15 Things We Can Share About Harry Potter

By Johnny Fox Last edited 93 months ago
15 Things We Can Share About Harry Potter

Breaking news: 250,000 more tickets go on sale on 4 August. If you weren't able to get a ticket on the first release, now's your chance. Ticket information from the official website.

SPOILER ALERT:  Although there are no plot spoilers and we want to ‘Keep The Secrets’, we do mention some of the characters who appear in the play.  

1. Moaning Myrtle (Annabel Baldwin) is just fabulous.  She has all of Shirley Henderson’s morose edginess plus a layer of self-referential humour and a touch of girls’-night-out lust that doubles your enjoyment of her terrific scene.

2. Is this Harry Potter and the Seven Signs of Ageing?  Professor McGonagall (Sandy McDade) must be using Time-Turner Face Cream.  She seemed to be pushing 75 in the final film, yet 20 years later looks barely 50.  Her accent also sounds to be from a different part of Scotland. But then, Maggie Smith is from Ilford so she was just putting it on, too.

3. Biggest shock in the whole thing?  You don’t pronounce the final ‘t’ in Voldemort. As if he was French.

4. Slytherin dormitories have hospital beds and forest green duvets.   Users say this is more ‘restful’ than the red velvet four-posters in Gryffindor.

5. The underlying moral that ‘you don’t have to hate people because your parents hated their parents’ is introduced early on and then laid on not so much with a trowel as a shovel.  

6. People die.  And not just bad ones.  Some come back to life, some stay dead. The concept that it may be OK for decent people to die in a good cause is subtly suggested, but made us think.

7. The prices for drinks and snacks haven’t been hiked, nor is there a hard sell on the merchandise.  A tub of Haagen-Dazs is still £3.50, a programme £5 and you can’t buy Diet Polyjuice or a pint of Butterbeer at the bar.  ‘Keep the Secrets’ badges are free.  If you want the books or a wand, you can stroll up the street to Foyle’s whose foyer has been properly Potterised.

8. Instead of a black pointy one, the Sorting Hat is now a brown bowler.  It still does the same job, so we didn’t get why.

9. Although a parent signs a chit so a child may go into Hogsmeade during the third year, no-one does. So no cosy Dickensian scenes in the Leaky Cauldron, Gringott’s Bank, Ollivander’s wand shop or a trip down Diagon Alley.  You’ll have to go to the theme park at Watford for that.

10. Ron Weasley is the sexiest character.  The other adults are affectionate, but only Ron is seriously flirtatious with his wife, but Paul Thornley’s performance is far and away the best of the adults and you can see a natural trajectory from Rupert Grint’s geeky teenager to the loveable joker and try-hard dad Thornley adopts for the older Ron.

Records excerpted from a collection:
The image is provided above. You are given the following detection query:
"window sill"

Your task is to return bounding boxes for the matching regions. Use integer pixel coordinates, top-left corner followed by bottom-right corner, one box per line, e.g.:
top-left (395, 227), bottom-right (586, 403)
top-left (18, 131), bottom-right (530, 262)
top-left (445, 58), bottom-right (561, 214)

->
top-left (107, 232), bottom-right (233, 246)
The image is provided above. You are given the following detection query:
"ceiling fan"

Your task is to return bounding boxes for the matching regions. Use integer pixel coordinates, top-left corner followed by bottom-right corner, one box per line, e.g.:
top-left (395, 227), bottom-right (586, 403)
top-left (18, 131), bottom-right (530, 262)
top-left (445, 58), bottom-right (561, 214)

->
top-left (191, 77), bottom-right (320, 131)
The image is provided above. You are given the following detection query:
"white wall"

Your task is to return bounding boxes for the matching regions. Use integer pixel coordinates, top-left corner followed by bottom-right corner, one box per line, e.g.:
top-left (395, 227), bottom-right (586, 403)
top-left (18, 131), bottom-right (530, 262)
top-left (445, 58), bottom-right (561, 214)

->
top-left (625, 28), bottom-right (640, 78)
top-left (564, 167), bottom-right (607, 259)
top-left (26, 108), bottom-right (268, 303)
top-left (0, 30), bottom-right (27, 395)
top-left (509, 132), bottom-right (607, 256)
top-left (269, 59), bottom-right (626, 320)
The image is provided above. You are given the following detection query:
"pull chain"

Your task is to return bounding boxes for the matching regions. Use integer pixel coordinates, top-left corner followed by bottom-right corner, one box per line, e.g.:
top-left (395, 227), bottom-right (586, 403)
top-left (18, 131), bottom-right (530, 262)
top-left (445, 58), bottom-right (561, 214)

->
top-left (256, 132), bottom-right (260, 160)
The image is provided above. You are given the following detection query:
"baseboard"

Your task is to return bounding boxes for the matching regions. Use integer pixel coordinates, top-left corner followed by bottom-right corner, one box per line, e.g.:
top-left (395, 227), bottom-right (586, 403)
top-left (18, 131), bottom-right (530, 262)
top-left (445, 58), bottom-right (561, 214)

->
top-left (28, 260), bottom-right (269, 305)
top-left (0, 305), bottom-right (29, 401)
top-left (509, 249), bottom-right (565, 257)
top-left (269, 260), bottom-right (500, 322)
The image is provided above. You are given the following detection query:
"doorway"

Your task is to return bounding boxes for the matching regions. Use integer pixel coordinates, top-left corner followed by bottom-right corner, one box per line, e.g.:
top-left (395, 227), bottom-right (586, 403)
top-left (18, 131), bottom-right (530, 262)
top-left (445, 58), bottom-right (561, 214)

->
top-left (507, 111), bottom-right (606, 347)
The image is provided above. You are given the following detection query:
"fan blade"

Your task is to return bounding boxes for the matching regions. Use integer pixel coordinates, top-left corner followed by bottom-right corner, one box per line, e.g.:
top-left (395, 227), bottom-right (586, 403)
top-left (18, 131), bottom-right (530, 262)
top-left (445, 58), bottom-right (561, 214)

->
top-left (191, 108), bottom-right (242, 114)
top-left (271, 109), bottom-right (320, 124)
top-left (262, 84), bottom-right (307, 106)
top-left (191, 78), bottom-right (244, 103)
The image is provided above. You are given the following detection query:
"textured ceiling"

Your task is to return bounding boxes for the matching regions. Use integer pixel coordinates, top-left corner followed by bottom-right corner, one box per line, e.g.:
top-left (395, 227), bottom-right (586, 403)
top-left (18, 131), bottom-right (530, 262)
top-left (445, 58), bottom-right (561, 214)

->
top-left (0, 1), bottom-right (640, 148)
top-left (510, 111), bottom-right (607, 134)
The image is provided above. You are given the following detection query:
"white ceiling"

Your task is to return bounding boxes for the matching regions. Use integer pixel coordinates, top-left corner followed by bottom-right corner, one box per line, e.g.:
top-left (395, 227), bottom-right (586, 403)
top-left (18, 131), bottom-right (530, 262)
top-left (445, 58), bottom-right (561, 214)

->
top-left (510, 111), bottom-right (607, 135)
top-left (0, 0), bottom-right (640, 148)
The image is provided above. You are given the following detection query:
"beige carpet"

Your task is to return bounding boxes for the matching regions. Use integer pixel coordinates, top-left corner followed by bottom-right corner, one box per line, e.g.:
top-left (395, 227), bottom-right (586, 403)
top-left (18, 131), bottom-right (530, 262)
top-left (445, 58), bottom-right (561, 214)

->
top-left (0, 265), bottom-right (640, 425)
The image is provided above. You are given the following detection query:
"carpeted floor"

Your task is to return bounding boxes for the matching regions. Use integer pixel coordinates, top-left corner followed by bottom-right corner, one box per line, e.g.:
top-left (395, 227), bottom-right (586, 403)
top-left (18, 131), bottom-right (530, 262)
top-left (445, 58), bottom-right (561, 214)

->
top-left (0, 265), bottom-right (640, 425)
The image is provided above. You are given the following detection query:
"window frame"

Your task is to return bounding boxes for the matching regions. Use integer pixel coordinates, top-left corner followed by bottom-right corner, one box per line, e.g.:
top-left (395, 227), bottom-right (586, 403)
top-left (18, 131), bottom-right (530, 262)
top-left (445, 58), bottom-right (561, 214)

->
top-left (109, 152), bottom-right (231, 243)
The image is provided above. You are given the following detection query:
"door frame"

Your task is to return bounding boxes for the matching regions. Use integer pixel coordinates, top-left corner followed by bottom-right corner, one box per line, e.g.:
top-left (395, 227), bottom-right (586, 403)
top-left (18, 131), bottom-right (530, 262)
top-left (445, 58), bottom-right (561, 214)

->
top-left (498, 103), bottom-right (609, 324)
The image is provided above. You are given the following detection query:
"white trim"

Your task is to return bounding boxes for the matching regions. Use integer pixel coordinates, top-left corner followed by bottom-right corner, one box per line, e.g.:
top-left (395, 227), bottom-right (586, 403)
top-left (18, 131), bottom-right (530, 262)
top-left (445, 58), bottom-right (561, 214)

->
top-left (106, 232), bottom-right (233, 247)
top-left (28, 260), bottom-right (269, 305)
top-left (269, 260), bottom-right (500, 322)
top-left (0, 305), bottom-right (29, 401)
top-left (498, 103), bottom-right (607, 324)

...

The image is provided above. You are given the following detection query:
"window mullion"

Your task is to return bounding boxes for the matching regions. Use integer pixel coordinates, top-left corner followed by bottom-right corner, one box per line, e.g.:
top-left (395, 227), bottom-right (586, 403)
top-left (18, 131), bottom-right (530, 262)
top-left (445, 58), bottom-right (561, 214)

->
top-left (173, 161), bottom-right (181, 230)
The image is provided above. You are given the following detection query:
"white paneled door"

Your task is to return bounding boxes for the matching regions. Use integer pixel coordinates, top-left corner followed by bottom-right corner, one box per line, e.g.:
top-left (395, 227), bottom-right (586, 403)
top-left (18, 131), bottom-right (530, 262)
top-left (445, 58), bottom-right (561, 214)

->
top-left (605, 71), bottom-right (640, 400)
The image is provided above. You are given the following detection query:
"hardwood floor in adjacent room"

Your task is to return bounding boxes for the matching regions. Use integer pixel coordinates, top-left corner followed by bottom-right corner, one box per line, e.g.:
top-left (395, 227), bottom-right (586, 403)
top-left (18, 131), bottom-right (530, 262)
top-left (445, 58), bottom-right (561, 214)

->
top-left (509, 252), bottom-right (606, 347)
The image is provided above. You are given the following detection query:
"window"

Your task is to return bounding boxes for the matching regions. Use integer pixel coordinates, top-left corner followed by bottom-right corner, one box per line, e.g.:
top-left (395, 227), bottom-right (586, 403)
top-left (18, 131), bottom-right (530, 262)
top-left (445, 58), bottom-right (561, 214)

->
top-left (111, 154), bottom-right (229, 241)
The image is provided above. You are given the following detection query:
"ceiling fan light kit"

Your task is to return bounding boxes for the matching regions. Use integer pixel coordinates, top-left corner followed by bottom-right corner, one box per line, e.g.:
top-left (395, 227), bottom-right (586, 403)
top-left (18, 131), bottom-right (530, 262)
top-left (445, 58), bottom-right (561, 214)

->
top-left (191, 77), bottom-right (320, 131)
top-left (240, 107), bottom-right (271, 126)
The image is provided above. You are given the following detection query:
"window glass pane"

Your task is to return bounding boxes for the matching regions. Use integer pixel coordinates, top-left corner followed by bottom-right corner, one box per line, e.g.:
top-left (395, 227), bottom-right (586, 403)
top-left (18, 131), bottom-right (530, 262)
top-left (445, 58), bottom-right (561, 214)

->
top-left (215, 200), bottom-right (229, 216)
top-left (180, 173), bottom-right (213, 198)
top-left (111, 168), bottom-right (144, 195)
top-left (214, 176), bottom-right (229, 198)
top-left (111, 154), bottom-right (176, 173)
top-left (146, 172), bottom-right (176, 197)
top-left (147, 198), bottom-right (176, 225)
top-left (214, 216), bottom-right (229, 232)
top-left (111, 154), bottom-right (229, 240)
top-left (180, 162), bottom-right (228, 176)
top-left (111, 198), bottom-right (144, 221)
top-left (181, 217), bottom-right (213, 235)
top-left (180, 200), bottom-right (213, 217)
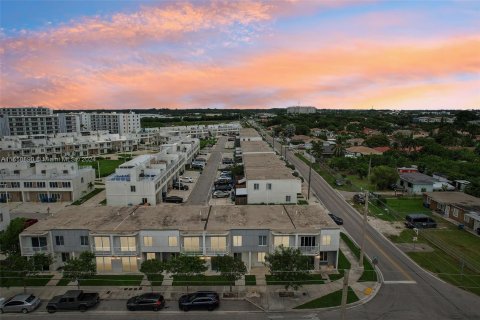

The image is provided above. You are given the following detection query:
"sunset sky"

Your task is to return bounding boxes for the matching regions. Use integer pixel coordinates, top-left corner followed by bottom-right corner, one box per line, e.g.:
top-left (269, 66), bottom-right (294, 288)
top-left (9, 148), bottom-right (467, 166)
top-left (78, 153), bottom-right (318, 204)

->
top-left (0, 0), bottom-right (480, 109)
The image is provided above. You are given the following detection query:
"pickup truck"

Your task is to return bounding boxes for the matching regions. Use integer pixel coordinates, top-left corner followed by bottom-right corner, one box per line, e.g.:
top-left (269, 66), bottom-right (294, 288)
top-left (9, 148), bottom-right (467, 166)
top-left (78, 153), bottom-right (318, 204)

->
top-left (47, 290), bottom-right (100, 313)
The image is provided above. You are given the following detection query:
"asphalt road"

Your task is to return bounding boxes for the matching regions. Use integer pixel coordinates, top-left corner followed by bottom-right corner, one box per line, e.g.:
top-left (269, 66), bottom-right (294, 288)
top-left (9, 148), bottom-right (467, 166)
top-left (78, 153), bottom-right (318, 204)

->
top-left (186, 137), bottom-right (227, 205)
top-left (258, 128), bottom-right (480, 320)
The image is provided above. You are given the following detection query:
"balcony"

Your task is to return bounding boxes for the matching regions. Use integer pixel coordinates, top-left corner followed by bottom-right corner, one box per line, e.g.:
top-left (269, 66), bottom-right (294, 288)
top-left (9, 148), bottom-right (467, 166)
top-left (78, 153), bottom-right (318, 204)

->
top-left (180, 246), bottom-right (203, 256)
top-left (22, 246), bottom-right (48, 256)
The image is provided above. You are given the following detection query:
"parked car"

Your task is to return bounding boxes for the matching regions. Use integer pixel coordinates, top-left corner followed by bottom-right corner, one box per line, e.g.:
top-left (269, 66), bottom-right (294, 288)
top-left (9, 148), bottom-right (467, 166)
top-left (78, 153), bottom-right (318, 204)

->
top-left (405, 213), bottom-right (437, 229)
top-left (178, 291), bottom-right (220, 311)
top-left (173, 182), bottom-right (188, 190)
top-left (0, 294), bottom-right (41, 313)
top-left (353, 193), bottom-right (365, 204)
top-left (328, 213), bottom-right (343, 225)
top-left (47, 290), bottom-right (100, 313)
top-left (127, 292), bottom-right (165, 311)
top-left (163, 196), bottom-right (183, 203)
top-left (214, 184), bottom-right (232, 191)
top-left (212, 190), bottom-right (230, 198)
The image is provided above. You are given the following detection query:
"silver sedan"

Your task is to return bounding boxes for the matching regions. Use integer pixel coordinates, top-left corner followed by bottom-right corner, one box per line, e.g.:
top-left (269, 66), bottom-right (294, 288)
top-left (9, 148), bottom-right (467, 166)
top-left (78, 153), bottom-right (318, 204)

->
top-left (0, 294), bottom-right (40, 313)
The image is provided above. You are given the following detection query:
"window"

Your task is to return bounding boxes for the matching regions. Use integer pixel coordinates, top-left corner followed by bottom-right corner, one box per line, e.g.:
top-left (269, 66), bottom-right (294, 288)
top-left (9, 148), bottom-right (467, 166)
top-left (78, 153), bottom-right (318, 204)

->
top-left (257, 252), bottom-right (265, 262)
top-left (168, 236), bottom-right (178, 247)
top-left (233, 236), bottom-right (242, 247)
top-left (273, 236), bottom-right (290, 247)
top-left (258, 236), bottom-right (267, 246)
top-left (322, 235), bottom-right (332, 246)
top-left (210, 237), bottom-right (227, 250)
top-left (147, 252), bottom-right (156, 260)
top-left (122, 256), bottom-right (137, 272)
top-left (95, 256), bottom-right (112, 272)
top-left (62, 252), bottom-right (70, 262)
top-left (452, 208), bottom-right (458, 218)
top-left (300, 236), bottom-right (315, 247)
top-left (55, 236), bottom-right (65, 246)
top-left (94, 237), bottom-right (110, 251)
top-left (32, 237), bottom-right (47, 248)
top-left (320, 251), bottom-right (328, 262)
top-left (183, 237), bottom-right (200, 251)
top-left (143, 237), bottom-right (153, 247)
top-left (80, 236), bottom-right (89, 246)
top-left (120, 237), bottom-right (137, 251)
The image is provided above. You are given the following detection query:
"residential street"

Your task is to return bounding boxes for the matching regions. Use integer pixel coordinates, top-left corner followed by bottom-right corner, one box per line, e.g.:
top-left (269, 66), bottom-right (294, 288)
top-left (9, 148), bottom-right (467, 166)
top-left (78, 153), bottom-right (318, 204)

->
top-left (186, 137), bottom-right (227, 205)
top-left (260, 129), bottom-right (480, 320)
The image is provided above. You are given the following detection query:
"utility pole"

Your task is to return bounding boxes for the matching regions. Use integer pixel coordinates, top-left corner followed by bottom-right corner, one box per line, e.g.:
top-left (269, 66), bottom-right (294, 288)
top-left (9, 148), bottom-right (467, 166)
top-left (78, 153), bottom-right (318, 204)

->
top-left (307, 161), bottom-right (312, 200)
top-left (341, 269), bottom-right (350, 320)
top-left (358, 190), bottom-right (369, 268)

Tasks to complete:
A. According to the Harry Potter list, how much does a tub of Haagen-Dazs cost at the play?
B. Copy the passage of the Harry Potter list between "5. The underlying" and "made us think.", inclusive, renaming "trowel" as "spoon".
C. Continue the list about the Harry Potter play from where it stops.
These entries have no connection to the Harry Potter list.

Task-by-task answers:
A. £3.50

B.
5. The underlying moral that ‘you don’t have to hate people because your parents hated their parents’ is introduced early on and then laid on not so much with a spoon as a shovel.  

6. People die.  And not just bad ones.  Some come back to life, some stay dead. The concept that it may be OK for decent people to die in a good cause is subtly suggested, but made us think.

C.
11. Scorpius Malfoy steals the show.  From his breaking voice to his occasional breaking of the fourth wall with an aside to the audience, Anthony Boyle is outstanding.  He’s shyer and drier than his new chum Albus Potter but develops more during the play while retaining the traits of a wonderfully awkward kid with the mannerisms of Mr Bean.  He plays equally well off Albus (Sam Clemmett) and Draco (Alex Price) who’s become much more three-dimensional with age. Clemmett is good, but we think Boyle may be the young actor who first becomes a star.

12. There's a cast of 42, but a production crew of at least twice that, including a set design department of 13 not including the special effects crews, as well as some job titles few productions run to like 'content advisors', 'knitting', 'tattoos' and 'costume prop body paddings'.

13. Lighting and sound design are bound to win every award going — the way the theatre is completely darkened (even the exit signs) for the more chilling scenes is excellent, and there's a projection that seems to make the walls wobble which would be even more exciting if they didn't use it quite so often.

14. Stage design and engineering are also first rate.  There are a couple of wires strung across the auditorium, and over five and a half hours maybe the curious will begin to guess how some of the magic is done, it's still endlessly clever and the trapdoors and openings are the least visible and slickest we've yet seen on stage.  In fact it's only when something slips — a bedcover on the day we went — that you can see any of the mechanics, and explains how well they used seven weeks of preview to polish the technical effects to a high shine.

15. Half the audiences have never been to the theatre before, but boy are they well-behaved and obedient. Applause and laughter but no X-factor screaming. The 'turn your phone off' announcements are some of the best we've heard - who wouldn't be scared of one particular lady professor - and we never saw the glow of a screen or the flash of a photo.  Benedict Cumberbatch would be thrilled.

Harry Potter and the Cursed Child, Palace Theatre, London WC2.  Open-ended run. Booking from May 2017-10 December 2017 opens on 4 August with 250,000 new tickets.  Ticket information from the official website.

We saw this production on a complimentary ticket.